§ **Work order 1**: Translate into Spanish this sentence from the court report: "The man said his ex partner doesn't want him to move on."
§ **Work order 2**: Reproduce the passage of the court report starting with "The man said his" and going on through "the safety order.", keeping every word and punctuation mark unchanged.

§ **Text under study**:
########

Ms Fitzpatrick asked the lady if she still had her phone. She said she did because her son got it back.
The son was next to give evidence. He recalled collecting his child and putting the child in the back of the car. He said the accused “ran across the road shouting abuse at my partner.”
“She snatched a phone out of my mother's hand and tried to delete the video,” he said.
The man said the woman was “tussling with my mother” on the street.
Ms Fitzpatrick asked the man why his fiance was there. He said they were just coming back from town.
She produced an agreement from TUSLA dated in April which said he shouldn’t have his fiance there during collections and drop offs.
“That was after this happened,” the man said.
Ms Fitzpatrick suggested the partner had called the defendant over to the car. She said the woman could be heard saying, “Hiya, do you like that?” She asked what she was referring to. She said she was showing the defendant her engagement ring and “taunting” her.
The man said his ex partner doesn’t want him to move on.
Ms Fitzpatrick suggested there would have been no reaction at all had the fiance not been involved. She noted the woman had said: “Do you know what the worst of it is? Your brother and your ex, you couldn’t keep either of them.”
Ms Fitzpatrick said the man hadn’t asked his partner to refrain from making comments.
“I am not going to shout around my son,” he said.
Ms Fitzpatrick told him that his partner had said “that’s what junkies look like” to the mother of his son.
“She smashed the phone out of my mother’s hand. I smashed it back,” he said. He said this was a breach of the safety order.
Ms Fitzpatrick said “the person instigating it all” wasn’t the man or his ex partner but his current partner. She said the accused would not have been at the car had she not been called over.
She asked Judge Andrew Cody to dismiss the breach of the safety order as she said the man was not put in fear. “At no stage did he confirm to the court that he was in fear,” she said.

########

§ **Supplied records**:

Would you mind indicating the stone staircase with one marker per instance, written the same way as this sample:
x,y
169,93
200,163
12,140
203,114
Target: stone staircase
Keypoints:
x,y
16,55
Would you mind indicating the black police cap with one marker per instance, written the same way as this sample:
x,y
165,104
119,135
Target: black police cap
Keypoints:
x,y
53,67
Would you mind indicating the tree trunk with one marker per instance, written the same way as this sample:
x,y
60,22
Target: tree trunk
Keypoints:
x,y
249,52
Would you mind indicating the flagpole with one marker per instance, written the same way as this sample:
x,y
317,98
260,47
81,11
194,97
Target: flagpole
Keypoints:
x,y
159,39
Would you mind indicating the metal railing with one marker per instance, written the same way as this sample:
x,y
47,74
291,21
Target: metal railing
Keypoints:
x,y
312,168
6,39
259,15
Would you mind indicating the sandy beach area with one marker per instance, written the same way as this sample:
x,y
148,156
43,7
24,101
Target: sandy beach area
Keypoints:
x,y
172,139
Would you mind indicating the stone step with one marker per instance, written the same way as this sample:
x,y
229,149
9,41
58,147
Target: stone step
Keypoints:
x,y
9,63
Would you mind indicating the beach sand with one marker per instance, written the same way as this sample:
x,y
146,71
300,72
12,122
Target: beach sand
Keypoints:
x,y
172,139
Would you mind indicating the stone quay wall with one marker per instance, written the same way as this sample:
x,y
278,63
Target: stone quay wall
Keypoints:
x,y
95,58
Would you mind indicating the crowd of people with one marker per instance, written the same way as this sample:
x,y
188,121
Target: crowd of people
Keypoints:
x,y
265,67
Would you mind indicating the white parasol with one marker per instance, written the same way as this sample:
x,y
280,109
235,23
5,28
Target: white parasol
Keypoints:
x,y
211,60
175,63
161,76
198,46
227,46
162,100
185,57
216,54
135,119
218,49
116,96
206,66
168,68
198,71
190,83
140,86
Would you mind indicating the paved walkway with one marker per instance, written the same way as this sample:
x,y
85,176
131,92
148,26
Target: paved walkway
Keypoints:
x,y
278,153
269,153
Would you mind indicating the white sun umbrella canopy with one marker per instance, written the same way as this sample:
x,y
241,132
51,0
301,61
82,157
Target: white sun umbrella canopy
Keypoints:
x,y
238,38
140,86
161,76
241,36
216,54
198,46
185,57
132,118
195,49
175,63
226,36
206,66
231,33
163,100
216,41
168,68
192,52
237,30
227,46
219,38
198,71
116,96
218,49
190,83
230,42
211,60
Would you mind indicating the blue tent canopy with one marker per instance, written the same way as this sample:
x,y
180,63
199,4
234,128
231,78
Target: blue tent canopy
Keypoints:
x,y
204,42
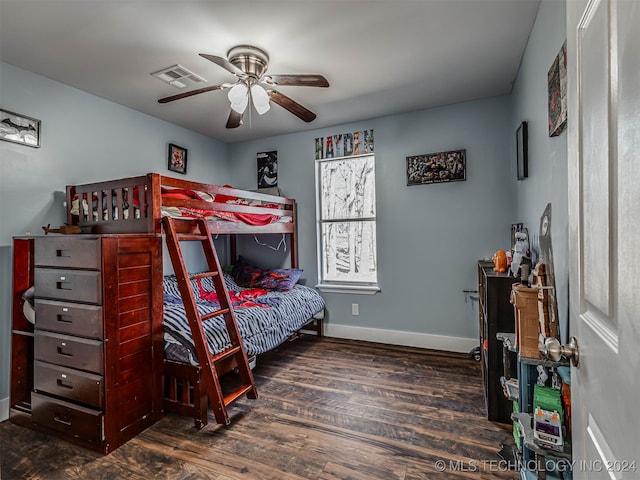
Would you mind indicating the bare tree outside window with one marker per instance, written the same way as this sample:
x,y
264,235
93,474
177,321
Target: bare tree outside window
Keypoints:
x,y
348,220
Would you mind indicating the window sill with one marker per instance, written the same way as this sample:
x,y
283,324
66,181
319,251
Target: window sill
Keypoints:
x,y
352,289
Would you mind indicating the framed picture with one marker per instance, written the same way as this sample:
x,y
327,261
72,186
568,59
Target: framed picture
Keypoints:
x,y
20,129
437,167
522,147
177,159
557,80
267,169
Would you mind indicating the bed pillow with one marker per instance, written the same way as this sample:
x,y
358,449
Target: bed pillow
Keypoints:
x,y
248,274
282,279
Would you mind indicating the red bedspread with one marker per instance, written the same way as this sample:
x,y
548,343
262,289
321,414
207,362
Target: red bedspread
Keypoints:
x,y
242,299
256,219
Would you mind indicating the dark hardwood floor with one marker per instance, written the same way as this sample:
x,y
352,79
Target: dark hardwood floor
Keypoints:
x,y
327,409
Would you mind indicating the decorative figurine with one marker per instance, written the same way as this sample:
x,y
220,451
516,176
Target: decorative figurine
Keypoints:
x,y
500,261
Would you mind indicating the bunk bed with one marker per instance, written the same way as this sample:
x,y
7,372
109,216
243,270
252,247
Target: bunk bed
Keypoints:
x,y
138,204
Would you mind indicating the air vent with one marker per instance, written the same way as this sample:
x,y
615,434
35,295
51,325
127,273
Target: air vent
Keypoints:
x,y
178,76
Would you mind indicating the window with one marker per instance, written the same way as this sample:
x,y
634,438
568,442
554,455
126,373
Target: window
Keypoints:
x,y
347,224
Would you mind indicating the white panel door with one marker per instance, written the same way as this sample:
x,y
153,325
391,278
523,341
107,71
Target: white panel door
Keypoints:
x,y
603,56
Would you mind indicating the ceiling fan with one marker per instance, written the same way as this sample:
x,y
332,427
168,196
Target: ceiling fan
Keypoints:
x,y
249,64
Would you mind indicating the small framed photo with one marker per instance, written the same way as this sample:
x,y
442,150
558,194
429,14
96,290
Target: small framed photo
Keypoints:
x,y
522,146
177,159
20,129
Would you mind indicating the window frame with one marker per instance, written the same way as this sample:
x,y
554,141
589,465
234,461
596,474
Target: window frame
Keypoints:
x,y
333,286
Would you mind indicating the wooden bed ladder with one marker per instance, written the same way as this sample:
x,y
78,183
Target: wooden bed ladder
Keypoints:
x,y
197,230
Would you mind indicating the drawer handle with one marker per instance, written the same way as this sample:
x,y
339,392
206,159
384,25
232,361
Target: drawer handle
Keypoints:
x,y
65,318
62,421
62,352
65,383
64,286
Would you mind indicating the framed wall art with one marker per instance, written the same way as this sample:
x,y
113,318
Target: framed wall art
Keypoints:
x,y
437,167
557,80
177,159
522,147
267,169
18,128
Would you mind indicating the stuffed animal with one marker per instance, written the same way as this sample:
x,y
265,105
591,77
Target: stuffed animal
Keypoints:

########

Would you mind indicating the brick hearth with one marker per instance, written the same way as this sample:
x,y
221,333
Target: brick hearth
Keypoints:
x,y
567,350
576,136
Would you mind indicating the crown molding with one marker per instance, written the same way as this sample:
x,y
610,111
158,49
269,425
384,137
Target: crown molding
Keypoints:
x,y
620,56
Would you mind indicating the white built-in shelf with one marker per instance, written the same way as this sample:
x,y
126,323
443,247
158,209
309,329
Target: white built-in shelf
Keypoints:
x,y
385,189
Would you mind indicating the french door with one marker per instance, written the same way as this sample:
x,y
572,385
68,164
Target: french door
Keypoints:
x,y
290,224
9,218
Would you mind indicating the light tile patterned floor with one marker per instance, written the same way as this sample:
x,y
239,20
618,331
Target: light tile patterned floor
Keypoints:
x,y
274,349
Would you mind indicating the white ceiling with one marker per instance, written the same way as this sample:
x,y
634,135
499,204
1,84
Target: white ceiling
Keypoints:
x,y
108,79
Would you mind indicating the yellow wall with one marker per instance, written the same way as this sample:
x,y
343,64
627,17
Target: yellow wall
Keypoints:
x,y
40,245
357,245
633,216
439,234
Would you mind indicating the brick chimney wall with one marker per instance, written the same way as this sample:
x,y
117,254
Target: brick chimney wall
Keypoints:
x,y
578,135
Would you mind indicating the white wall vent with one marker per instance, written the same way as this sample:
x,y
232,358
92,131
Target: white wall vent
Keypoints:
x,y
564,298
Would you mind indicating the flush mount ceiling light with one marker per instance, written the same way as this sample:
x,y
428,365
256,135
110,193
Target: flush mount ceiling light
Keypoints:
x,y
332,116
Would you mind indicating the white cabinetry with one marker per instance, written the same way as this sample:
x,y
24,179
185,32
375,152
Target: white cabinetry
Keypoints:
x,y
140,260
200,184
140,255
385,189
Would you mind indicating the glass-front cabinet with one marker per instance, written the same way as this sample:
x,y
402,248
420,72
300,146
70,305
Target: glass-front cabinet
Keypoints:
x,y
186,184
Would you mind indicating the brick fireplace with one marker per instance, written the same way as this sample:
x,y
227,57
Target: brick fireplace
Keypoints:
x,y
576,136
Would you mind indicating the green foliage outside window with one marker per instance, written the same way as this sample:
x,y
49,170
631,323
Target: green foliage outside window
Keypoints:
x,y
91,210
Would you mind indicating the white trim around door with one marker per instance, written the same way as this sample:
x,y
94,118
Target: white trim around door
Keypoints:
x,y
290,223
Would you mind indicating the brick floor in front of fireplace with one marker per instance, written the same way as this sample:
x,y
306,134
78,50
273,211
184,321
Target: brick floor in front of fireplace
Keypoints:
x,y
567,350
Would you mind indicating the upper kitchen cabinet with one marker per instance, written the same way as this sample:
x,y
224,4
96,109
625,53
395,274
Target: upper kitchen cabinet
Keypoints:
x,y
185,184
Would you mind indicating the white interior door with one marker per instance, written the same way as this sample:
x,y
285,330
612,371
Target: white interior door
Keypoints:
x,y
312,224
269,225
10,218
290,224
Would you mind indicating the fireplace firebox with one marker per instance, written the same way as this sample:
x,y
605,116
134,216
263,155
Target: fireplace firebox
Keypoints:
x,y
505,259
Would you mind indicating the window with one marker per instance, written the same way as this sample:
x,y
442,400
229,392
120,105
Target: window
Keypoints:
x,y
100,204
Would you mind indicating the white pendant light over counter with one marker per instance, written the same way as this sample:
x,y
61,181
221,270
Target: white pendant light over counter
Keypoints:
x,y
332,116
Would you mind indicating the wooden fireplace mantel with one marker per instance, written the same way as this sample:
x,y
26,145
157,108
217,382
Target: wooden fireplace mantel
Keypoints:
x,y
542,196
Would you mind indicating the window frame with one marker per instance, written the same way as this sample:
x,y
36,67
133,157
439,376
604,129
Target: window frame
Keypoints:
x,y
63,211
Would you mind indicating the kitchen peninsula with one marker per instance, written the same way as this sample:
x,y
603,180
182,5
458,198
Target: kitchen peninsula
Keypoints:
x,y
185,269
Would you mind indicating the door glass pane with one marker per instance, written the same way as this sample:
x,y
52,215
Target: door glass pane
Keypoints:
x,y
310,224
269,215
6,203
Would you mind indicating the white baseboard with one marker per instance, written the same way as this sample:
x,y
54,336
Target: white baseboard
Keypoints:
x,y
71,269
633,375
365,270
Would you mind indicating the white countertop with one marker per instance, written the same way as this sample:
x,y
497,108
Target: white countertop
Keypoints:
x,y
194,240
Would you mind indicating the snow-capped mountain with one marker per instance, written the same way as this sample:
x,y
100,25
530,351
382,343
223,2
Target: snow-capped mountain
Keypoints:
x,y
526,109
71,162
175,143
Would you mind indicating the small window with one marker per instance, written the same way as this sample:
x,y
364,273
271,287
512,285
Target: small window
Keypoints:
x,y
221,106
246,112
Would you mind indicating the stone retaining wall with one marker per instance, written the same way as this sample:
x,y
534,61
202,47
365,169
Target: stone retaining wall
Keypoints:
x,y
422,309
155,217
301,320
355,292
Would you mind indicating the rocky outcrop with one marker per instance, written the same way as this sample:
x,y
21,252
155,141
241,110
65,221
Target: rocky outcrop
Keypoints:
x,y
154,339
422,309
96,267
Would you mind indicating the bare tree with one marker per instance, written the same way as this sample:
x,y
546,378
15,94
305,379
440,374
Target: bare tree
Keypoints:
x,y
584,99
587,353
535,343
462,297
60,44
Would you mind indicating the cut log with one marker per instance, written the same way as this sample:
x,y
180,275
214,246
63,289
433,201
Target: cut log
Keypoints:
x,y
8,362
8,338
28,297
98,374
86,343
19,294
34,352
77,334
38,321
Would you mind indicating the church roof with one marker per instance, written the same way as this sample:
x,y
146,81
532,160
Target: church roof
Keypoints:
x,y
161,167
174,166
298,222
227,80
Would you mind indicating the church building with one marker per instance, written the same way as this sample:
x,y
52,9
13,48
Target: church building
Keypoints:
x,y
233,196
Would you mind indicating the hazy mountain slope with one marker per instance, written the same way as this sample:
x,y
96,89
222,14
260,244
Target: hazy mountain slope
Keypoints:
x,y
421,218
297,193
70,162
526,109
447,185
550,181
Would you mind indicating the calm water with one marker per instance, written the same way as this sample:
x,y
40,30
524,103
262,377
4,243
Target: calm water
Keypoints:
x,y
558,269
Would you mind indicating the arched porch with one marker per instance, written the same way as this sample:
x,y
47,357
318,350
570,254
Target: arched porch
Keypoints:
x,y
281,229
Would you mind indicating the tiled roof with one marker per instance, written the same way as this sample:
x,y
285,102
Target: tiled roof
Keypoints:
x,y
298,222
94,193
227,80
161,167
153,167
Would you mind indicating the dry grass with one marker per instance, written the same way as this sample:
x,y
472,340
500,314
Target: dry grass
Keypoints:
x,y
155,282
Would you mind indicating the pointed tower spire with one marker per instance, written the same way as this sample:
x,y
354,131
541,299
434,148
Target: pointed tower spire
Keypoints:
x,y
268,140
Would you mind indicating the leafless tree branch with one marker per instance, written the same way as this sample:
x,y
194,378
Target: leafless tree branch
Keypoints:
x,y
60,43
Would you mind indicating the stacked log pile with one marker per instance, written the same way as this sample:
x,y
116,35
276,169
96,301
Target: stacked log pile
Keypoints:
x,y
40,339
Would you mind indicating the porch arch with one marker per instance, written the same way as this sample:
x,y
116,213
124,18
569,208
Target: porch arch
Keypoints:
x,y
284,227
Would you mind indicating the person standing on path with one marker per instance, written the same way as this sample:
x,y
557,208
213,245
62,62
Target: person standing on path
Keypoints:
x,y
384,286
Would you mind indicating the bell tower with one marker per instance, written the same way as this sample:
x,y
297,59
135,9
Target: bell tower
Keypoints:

########

§ **Worked solution 1**: El hombre dijo que su expareja no quiere que él rehaga su vida.

§ **Worked solution 2**:
The man said his ex partner doesn’t want him to move on.
Ms Fitzpatrick suggested there would have been no reaction at all had the fiance not been involved. She noted the woman had said: “Do you know what the worst of it is? Your brother and your ex, you couldn’t keep either of them.”
Ms Fitzpatrick said the man hadn’t asked his partner to refrain from making comments.
“I am not going to shout around my son,” he said.
Ms Fitzpatrick told him that his partner had said “that’s what junkies look like” to the mother of his son.
“She smashed the phone out of my mother’s hand. I smashed it back,” he said. He said this was a breach of the safety order.